• Exercise: Reproduce the lines below as a numbered list, skipping any blank lines and omitting the pictures.

• Data for review:
# # # # #

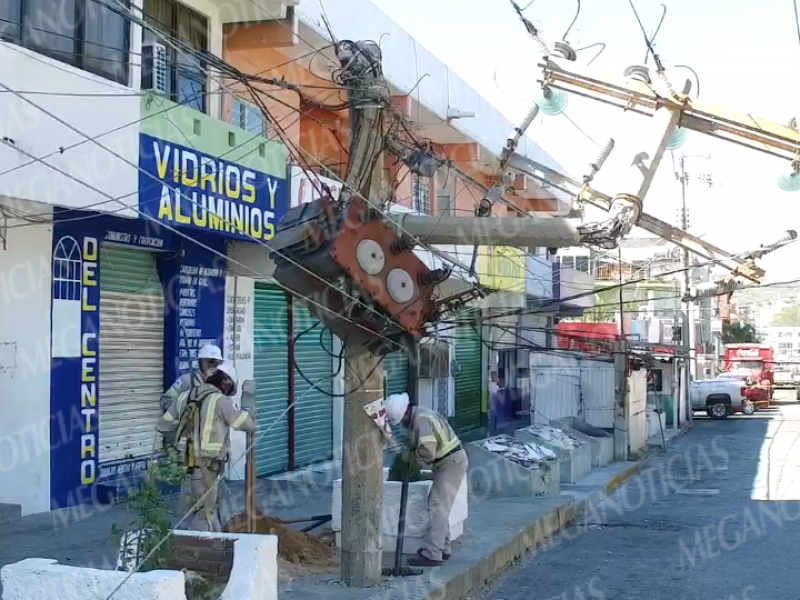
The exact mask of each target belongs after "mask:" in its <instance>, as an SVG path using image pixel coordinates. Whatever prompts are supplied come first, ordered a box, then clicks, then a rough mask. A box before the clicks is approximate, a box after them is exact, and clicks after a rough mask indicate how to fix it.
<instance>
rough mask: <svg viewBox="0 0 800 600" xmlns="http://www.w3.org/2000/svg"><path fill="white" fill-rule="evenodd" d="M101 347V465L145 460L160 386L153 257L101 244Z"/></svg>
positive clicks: (99, 372)
mask: <svg viewBox="0 0 800 600" xmlns="http://www.w3.org/2000/svg"><path fill="white" fill-rule="evenodd" d="M99 344H100V345H99V350H100V351H99V354H98V371H99V380H98V392H99V398H100V400H99V403H100V414H99V418H100V425H99V429H100V431H99V437H100V439H99V446H100V450H99V460H100V462H101V463H106V462H113V461H118V460H123V459H129V458H140V457H143V456H147V455H148V454H150V453H152V452H153V450H154V449H155V446H156V434H155V429H154V427H155V424H156V421H158V418H159V417H160V416H161V415H160V410H159V398H160V397H161V392H162V391H163V385H164V292H163V290H162V288H161V280H160V279H159V277H158V271H157V270H156V259H155V254H153V253H152V252H147V251H145V250H138V249H130V248H124V247H120V246H113V245H108V244H103V245H101V247H100V336H99Z"/></svg>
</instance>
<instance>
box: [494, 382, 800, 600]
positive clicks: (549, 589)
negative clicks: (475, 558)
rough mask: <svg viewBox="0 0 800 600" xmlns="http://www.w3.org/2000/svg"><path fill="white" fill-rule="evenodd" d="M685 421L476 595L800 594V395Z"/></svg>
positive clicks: (610, 595) (776, 598)
mask: <svg viewBox="0 0 800 600" xmlns="http://www.w3.org/2000/svg"><path fill="white" fill-rule="evenodd" d="M794 395H795V394H794V392H781V397H782V398H785V403H783V404H781V406H780V407H779V408H778V409H775V410H768V411H760V412H758V413H756V414H755V415H753V416H750V417H745V416H735V417H731V418H728V419H727V420H723V421H712V420H710V419H708V418H705V417H703V416H697V417H696V418H695V421H694V426H693V427H692V430H691V431H690V432H689V433H688V434H687V435H685V436H683V437H682V438H681V439H679V440H678V441H677V443H676V444H675V446H673V447H672V448H670V449H669V450H668V451H667V453H666V454H661V455H658V456H656V457H654V458H652V459H651V460H650V461H649V462H648V463H647V466H646V468H645V469H644V470H643V471H642V472H641V473H640V474H639V475H638V476H637V477H635V478H633V479H631V480H630V481H629V482H628V483H626V484H625V485H624V486H623V487H622V488H620V490H618V491H617V493H616V494H614V496H612V497H611V498H609V499H608V500H606V501H605V502H603V503H602V504H600V505H598V506H597V507H596V508H595V509H594V510H592V511H590V512H589V513H587V515H586V516H585V518H584V519H582V520H581V521H580V522H579V523H577V524H576V526H575V527H574V528H571V529H569V530H567V531H565V532H564V533H563V534H562V535H560V536H557V537H555V538H553V540H551V541H550V543H549V544H548V545H547V546H546V547H545V548H543V549H542V550H540V551H538V552H537V553H535V554H533V555H531V556H529V557H528V558H526V559H523V560H522V561H521V562H520V563H519V564H518V565H517V566H516V567H515V568H514V569H512V570H511V571H510V572H508V573H507V574H505V575H504V576H503V577H502V578H500V579H499V580H497V581H495V582H494V584H493V585H491V586H489V587H487V588H485V589H484V590H482V592H481V593H480V594H479V596H480V598H481V600H556V599H558V600H583V599H587V600H588V599H590V598H596V599H606V600H641V599H642V598H646V599H648V600H659V599H662V598H663V599H664V600H667V599H669V600H673V599H676V598H680V599H682V600H695V599H696V600H717V599H718V600H733V599H736V600H739V599H741V600H797V599H800V571H798V560H800V548H798V546H800V404H797V403H796V401H795V400H794Z"/></svg>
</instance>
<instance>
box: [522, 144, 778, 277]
mask: <svg viewBox="0 0 800 600" xmlns="http://www.w3.org/2000/svg"><path fill="white" fill-rule="evenodd" d="M510 164H511V167H512V168H514V169H516V170H518V171H520V172H521V173H524V174H526V175H528V176H529V177H532V178H533V179H536V180H537V181H542V182H546V183H548V184H550V185H553V186H554V187H557V188H558V189H560V190H562V191H564V192H567V193H569V194H572V195H573V196H575V197H576V198H577V200H578V201H579V202H586V203H588V204H591V205H592V206H596V207H597V208H600V209H603V210H609V207H610V205H611V197H610V196H609V195H608V194H605V193H603V192H599V191H597V190H594V189H591V188H587V187H586V186H585V185H584V184H582V183H581V182H579V181H578V180H577V179H575V178H573V177H571V176H569V175H565V174H563V173H558V172H556V171H553V170H552V169H549V168H548V167H545V166H544V165H541V164H539V163H537V162H535V161H533V160H530V159H529V158H527V157H524V156H521V155H519V154H515V155H514V158H513V159H512V160H511V163H510ZM636 226H637V227H640V228H641V229H644V230H645V231H649V232H650V233H652V234H654V235H657V236H658V237H660V238H662V239H664V240H667V241H669V242H672V243H673V244H675V245H676V246H678V247H680V248H682V249H684V250H688V251H689V252H692V253H693V254H696V255H698V256H699V257H701V258H703V259H705V260H708V261H714V262H716V263H717V264H719V265H720V266H722V267H724V268H726V269H728V270H729V271H731V272H734V273H736V274H738V275H741V276H742V277H744V278H746V279H749V280H750V281H753V282H759V281H761V278H762V277H763V276H764V270H763V269H761V268H760V267H758V266H756V265H755V263H754V259H749V258H743V257H740V256H737V255H735V254H732V253H730V252H727V251H725V250H723V249H721V248H718V247H717V246H715V245H714V244H711V243H709V242H707V241H706V240H703V239H700V238H698V237H696V236H693V235H692V234H690V233H688V232H686V231H684V230H682V229H680V228H679V227H675V226H673V225H670V224H669V223H667V222H666V221H662V220H661V219H657V218H656V217H654V216H652V215H649V214H647V213H645V212H642V213H641V214H640V215H639V220H638V222H637V223H636Z"/></svg>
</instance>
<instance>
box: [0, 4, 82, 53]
mask: <svg viewBox="0 0 800 600" xmlns="http://www.w3.org/2000/svg"><path fill="white" fill-rule="evenodd" d="M7 1H8V0H3V3H5V2H7ZM76 10H77V7H76V0H26V2H25V19H24V23H25V27H24V28H23V31H22V37H23V43H24V44H25V45H26V46H30V47H32V48H34V49H37V50H41V51H42V52H45V53H47V54H49V55H51V56H53V57H54V58H57V59H58V60H61V61H64V62H67V63H70V64H74V63H75V62H76V56H75V34H76V32H75V22H76V19H75V17H76Z"/></svg>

# # # # #

• Problem solution:
1. The exact mask of each target belongs after "mask:" in its <instance>, as an SVG path using image pixel coordinates. Whatever prompts are supplied come first, ordered a box, then clicks, then a rough mask. A box before the clicks is approximate, a box after them is exact, and clicks after a rough mask indicate how to fix it.
2. <instance>
3. rough mask: <svg viewBox="0 0 800 600" xmlns="http://www.w3.org/2000/svg"><path fill="white" fill-rule="evenodd" d="M101 347V465L145 460L160 386L153 257L101 244Z"/></svg>
4. positive clicks: (99, 372)
5. mask: <svg viewBox="0 0 800 600" xmlns="http://www.w3.org/2000/svg"><path fill="white" fill-rule="evenodd" d="M99 344H100V345H99V350H100V351H99V354H98V371H99V380H98V392H99V398H100V400H99V403H100V414H99V418H100V425H99V429H100V431H99V437H100V439H99V446H100V450H99V460H100V462H101V463H106V462H113V461H118V460H123V459H129V458H140V457H143V456H147V455H148V454H150V453H152V452H153V450H154V449H155V446H156V434H155V429H154V427H155V424H156V421H158V418H159V417H160V416H161V415H160V410H159V398H160V397H161V392H162V391H163V385H164V292H163V290H162V288H161V280H160V279H159V277H158V271H157V270H156V259H155V254H153V253H152V252H147V251H145V250H138V249H130V248H124V247H120V246H113V245H108V244H103V245H101V247H100V336H99Z"/></svg>
6. </instance>
7. <instance>
8. box: [494, 382, 800, 600]
9. positive clicks: (549, 589)
10. negative clicks: (475, 558)
11. rough mask: <svg viewBox="0 0 800 600" xmlns="http://www.w3.org/2000/svg"><path fill="white" fill-rule="evenodd" d="M685 421L476 595L800 594V395Z"/></svg>
12. positive clicks: (610, 595) (776, 598)
13. mask: <svg viewBox="0 0 800 600" xmlns="http://www.w3.org/2000/svg"><path fill="white" fill-rule="evenodd" d="M794 395H795V394H794V392H781V397H782V398H785V403H783V404H781V406H780V407H779V408H778V409H775V410H768V411H760V412H758V413H756V414H755V415H753V416H750V417H745V416H735V417H731V418H728V419H727V420H723V421H712V420H710V419H708V418H705V417H703V416H697V417H696V418H695V421H694V426H693V427H692V430H691V431H690V432H689V433H688V434H687V435H685V436H683V437H682V438H681V439H679V440H678V441H677V443H676V444H675V446H673V447H672V448H670V449H669V450H668V451H667V453H666V454H661V455H658V456H656V457H654V458H652V459H651V460H650V461H649V462H648V463H647V466H646V468H645V469H644V470H643V471H642V472H641V473H640V474H639V475H638V476H637V477H635V478H633V479H631V480H630V481H629V482H628V483H626V484H625V485H624V486H623V487H622V488H620V490H618V491H617V493H616V494H614V496H612V497H611V498H609V499H608V500H606V501H605V502H603V503H602V504H600V505H598V506H597V507H596V508H595V509H594V510H592V511H590V512H589V513H587V515H586V516H585V518H584V519H582V520H581V521H580V522H579V523H577V524H576V526H575V527H574V528H571V529H569V530H567V531H565V532H564V533H563V534H562V535H560V536H557V537H555V538H553V540H551V541H550V543H549V544H548V545H547V546H546V547H545V548H543V549H542V550H540V551H538V552H537V553H535V554H533V555H531V556H529V557H528V558H526V559H523V560H522V561H521V562H520V563H519V564H518V565H517V566H516V567H515V568H514V569H512V570H511V571H510V572H508V573H507V574H505V575H504V576H503V577H502V578H500V579H499V580H497V581H495V582H494V584H493V585H491V586H489V587H487V588H485V589H484V590H482V592H481V593H480V594H479V596H480V598H481V600H556V599H558V600H583V599H587V600H588V599H590V598H596V599H606V600H641V599H642V598H646V599H648V600H659V599H662V598H663V599H664V600H667V599H669V600H673V599H676V598H680V599H682V600H695V599H696V600H717V599H718V600H733V599H736V600H739V599H741V600H797V599H800V571H798V560H800V548H798V546H800V404H797V403H796V401H795V400H794Z"/></svg>
14. </instance>
15. <instance>
16. box: [522, 144, 778, 277]
17. mask: <svg viewBox="0 0 800 600" xmlns="http://www.w3.org/2000/svg"><path fill="white" fill-rule="evenodd" d="M510 164H511V167H512V168H514V169H516V170H518V171H520V172H521V173H524V174H526V175H528V176H529V177H532V178H533V179H536V180H537V181H542V182H546V183H548V184H550V185H553V186H554V187H557V188H558V189H560V190H562V191H564V192H567V193H569V194H572V195H573V196H575V197H576V198H577V200H578V201H579V202H586V203H588V204H591V205H592V206H596V207H597V208H600V209H603V210H609V207H610V205H611V197H610V196H609V195H608V194H605V193H603V192H599V191H597V190H594V189H591V188H587V187H586V186H585V185H584V184H582V183H581V182H579V181H578V180H577V179H575V178H573V177H571V176H569V175H565V174H563V173H558V172H556V171H553V170H552V169H549V168H548V167H545V166H544V165H541V164H539V163H537V162H535V161H533V160H530V159H529V158H527V157H524V156H521V155H519V154H515V155H514V158H513V159H512V160H511V163H510ZM636 226H637V227H640V228H641V229H644V230H645V231H649V232H650V233H652V234H654V235H657V236H658V237H660V238H662V239H664V240H667V241H669V242H672V243H673V244H675V245H676V246H678V247H680V248H682V249H684V250H688V251H689V252H692V253H693V254H696V255H698V256H699V257H701V258H703V259H705V260H708V261H714V262H716V263H717V264H719V265H720V266H722V267H724V268H726V269H728V270H729V271H731V272H734V273H736V274H738V275H741V276H742V277H744V278H746V279H749V280H750V281H753V282H759V281H761V278H762V277H763V276H764V270H763V269H761V268H760V267H758V266H756V265H755V263H754V259H749V258H743V257H740V256H737V255H735V254H732V253H730V252H727V251H725V250H723V249H721V248H718V247H717V246H715V245H714V244H711V243H709V242H707V241H706V240H703V239H700V238H698V237H696V236H693V235H692V234H690V233H688V232H686V231H684V230H682V229H680V228H679V227H675V226H673V225H670V224H669V223H667V222H666V221H662V220H661V219H657V218H656V217H654V216H652V215H649V214H647V213H645V212H642V213H641V214H640V215H639V220H638V222H637V223H636Z"/></svg>
18. </instance>
19. <instance>
20. box: [0, 4, 82, 53]
21. mask: <svg viewBox="0 0 800 600" xmlns="http://www.w3.org/2000/svg"><path fill="white" fill-rule="evenodd" d="M7 1H8V0H3V3H5V2H7ZM76 10H77V7H76V0H26V2H25V19H24V23H25V27H24V28H23V31H22V37H23V43H24V44H25V45H26V46H30V47H32V48H34V49H37V50H41V51H42V52H45V53H47V54H49V55H51V56H53V57H54V58H57V59H58V60H61V61H64V62H67V63H70V64H74V63H75V62H76V56H75V34H76V32H75V22H76V19H75V17H76Z"/></svg>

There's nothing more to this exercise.